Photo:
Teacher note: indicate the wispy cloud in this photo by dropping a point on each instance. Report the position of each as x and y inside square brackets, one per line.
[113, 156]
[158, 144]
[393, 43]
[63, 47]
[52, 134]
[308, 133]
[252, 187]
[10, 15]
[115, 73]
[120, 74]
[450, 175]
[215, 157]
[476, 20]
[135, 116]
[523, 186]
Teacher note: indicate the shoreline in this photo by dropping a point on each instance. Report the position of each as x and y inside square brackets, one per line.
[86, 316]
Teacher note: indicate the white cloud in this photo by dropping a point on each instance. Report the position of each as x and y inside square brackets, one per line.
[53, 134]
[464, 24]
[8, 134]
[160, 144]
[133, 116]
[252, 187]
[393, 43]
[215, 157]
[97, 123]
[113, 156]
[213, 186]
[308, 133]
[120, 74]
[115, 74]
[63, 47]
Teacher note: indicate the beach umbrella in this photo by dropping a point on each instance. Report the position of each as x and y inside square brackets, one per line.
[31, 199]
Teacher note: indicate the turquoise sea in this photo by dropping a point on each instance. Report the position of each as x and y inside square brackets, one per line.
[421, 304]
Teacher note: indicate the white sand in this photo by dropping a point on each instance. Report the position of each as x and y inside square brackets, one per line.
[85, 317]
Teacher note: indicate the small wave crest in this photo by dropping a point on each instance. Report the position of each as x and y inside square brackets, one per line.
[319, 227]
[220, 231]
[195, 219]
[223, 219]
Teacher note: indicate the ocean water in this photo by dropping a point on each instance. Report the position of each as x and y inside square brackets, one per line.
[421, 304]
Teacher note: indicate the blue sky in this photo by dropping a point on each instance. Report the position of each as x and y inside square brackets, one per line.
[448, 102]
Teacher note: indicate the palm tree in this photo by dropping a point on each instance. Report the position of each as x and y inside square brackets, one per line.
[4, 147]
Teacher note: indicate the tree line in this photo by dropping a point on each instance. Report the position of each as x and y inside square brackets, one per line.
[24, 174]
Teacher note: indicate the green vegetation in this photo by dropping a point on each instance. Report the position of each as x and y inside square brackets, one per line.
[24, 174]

...

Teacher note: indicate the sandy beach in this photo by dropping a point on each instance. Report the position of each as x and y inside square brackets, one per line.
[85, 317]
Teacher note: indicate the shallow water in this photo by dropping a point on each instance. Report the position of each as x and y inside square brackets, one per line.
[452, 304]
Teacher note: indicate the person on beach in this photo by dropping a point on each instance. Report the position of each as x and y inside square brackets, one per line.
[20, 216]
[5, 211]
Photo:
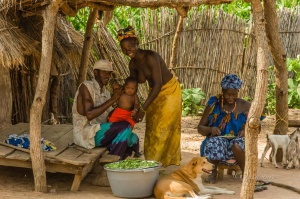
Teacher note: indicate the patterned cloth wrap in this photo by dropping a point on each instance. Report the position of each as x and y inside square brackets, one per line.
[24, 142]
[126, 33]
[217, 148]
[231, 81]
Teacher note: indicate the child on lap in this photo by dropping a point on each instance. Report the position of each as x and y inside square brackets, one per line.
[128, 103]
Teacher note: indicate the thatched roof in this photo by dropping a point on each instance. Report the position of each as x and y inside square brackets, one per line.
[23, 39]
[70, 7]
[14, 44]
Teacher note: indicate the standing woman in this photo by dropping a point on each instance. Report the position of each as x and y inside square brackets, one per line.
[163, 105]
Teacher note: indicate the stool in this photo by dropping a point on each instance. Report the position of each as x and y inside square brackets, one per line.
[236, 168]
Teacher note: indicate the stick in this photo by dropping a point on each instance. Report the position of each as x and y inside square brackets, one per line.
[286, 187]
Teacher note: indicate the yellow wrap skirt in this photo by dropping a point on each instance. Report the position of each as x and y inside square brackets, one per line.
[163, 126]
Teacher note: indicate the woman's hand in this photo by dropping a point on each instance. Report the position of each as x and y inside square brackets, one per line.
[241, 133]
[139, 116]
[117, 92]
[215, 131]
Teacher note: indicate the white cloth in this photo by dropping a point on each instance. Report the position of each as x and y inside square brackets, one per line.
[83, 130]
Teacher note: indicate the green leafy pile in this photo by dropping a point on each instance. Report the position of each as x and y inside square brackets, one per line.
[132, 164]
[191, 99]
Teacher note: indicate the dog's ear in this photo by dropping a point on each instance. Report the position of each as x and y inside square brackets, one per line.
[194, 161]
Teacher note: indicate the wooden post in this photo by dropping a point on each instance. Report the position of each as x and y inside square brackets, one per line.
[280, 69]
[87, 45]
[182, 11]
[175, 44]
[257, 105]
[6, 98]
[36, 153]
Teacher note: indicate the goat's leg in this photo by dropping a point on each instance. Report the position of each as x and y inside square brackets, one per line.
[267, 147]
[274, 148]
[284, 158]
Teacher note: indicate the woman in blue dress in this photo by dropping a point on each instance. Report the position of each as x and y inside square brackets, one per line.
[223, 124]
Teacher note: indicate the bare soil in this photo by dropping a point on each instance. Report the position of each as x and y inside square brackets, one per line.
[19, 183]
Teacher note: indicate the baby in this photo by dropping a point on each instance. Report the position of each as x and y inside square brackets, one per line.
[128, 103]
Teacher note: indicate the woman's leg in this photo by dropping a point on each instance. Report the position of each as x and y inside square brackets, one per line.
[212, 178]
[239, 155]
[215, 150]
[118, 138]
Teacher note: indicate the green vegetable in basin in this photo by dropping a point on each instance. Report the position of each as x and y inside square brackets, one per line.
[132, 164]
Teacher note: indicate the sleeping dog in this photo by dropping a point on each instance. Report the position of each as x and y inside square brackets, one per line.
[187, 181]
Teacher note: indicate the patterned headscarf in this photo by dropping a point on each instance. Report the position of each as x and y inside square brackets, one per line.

* * *

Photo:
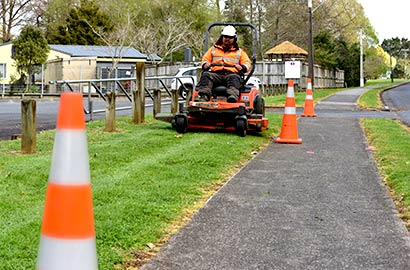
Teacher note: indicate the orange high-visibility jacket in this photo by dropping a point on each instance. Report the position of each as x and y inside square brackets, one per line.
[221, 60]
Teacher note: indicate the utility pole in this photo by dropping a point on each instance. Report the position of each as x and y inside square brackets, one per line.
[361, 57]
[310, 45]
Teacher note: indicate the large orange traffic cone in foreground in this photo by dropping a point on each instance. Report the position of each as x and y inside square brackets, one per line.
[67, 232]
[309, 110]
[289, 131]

**PROBLEM TO SOLVE**
Pick out every line in the rows above that contains the string "green" and copy each one. Case counts, so a line matches only when the letters match in case as well.

**ANSWER TO THIS TASK**
Teacher note: indicate the green vegetation in this photo by dropping a point on each instance. Report the position of each as x and y inside square brackets, one per line.
Teacher note: indicate the green leafy pile in this photo by dropping a point on each instance. Report the position of each as x and y inside square brackets, one per line.
Teacher note: indicate the green vegetable in basin in this photo by dropping a point on each instance. Report the position of each as x and y inside square brackets, one per line.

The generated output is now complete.